-- Work order 1 --
In the passage on depression resilience among African youth, which five kinds of resources will the study examine?
-- Work order 2 --
Continue the passage on depression resilience among African youth from the point where it stops.

-- Excerpted passage --
The research will help to identify combinations of resources that offset risk factors and thereby enable people working in the field to put resource combinations in place to help, said UP Educational Psychology researcher Professor Linda Theron, who will lead the study.

Depression and resilience to depression are not studied closely enough in African youth populations, she said.

“It is difficult to manage depression in contexts like Africa, where mental health services are limited. If we do not get to transform the current limited understanding of Africa’s youth resilience to depression, Africa and its global partners will be hard-pressed to realise the potential dividends of a rapidly growing population of African youth.

“It is a complex study and challenging to measure multisystemic factors at the same time. However, we are pioneering a methodology, and we are confident we can do it. There is too little understanding of which combination of resources can support young people to do well in life, especially in Africa.

“This work is vital to pre-empting depression and informing precision interventions tailored to the needs of African youth who are NEET,” she said.

“The study will look at psychological, physiological, biological, structural and physical ecology resources. Most researchers have in the past solely concentrated on one or two of these systems during their resilience studies. However, these do not consider how factors across systems combine to support youth to be okay when life is relentlessly difficult.

“We have to move forward from these incomplete studies and find a more complete response to vulnerable communities where we find these youth,” she noted.

-- Information shown --
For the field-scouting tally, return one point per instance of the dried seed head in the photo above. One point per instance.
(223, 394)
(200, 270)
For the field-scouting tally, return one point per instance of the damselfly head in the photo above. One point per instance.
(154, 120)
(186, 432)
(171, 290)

-- Reply 1 --
Psychological, physiological, biological, structural and physical ecology resources.

-- Reply 2 --
The research team members are world leaders in studying multisystemic resilience and youth well-being, but do not know which precise combination of physical, psychological, social, institutional, and environmental risks and resources predicts stable, low or improving versus chronic, high or worsening depression trajectories among African youth.

Further, once the study’s results illuminate the combination of resources that works best, it will provide service providers, such as mental health professionals, with the know-how to approach mental health differently using multi-systemic thinking, she added.

“The study demonstrates the importance of supporting discovery research in social science. There is a clear need to improve our understanding of the physical, social and environmental factors that predict depression, particularly in young people,” said Wellcome Discovery research head Morag Foreman.

“We hope the impact of this approach will provide mental health professionals with a better understanding of how to support young people across Africa, especially to those in the most vulnerable communities,” she said.

The 66-month study comprises two phases. Phase 1 will follow 1 600 young people aged 18 to 24 who are based in stressed communities in South Africa’s Gauteng province and Nigeria’s Niger Delta. This phase will take a closer look at NEET youths’ physical, psychological, social, ecological, and economic risks and resources.

“We chose these two locations because both countries have elevated levels of stressed communities. One- or two-dimensional resilience studies have been done in other African countries before, but it is the first time Africa’s youth are the sole focus of multi-systemic research,” Theron added.

Further, Phase 2 will focus on the 500 young adults who reported the highest risks and lowest depression compared to those who reported the highest risks and highest depression.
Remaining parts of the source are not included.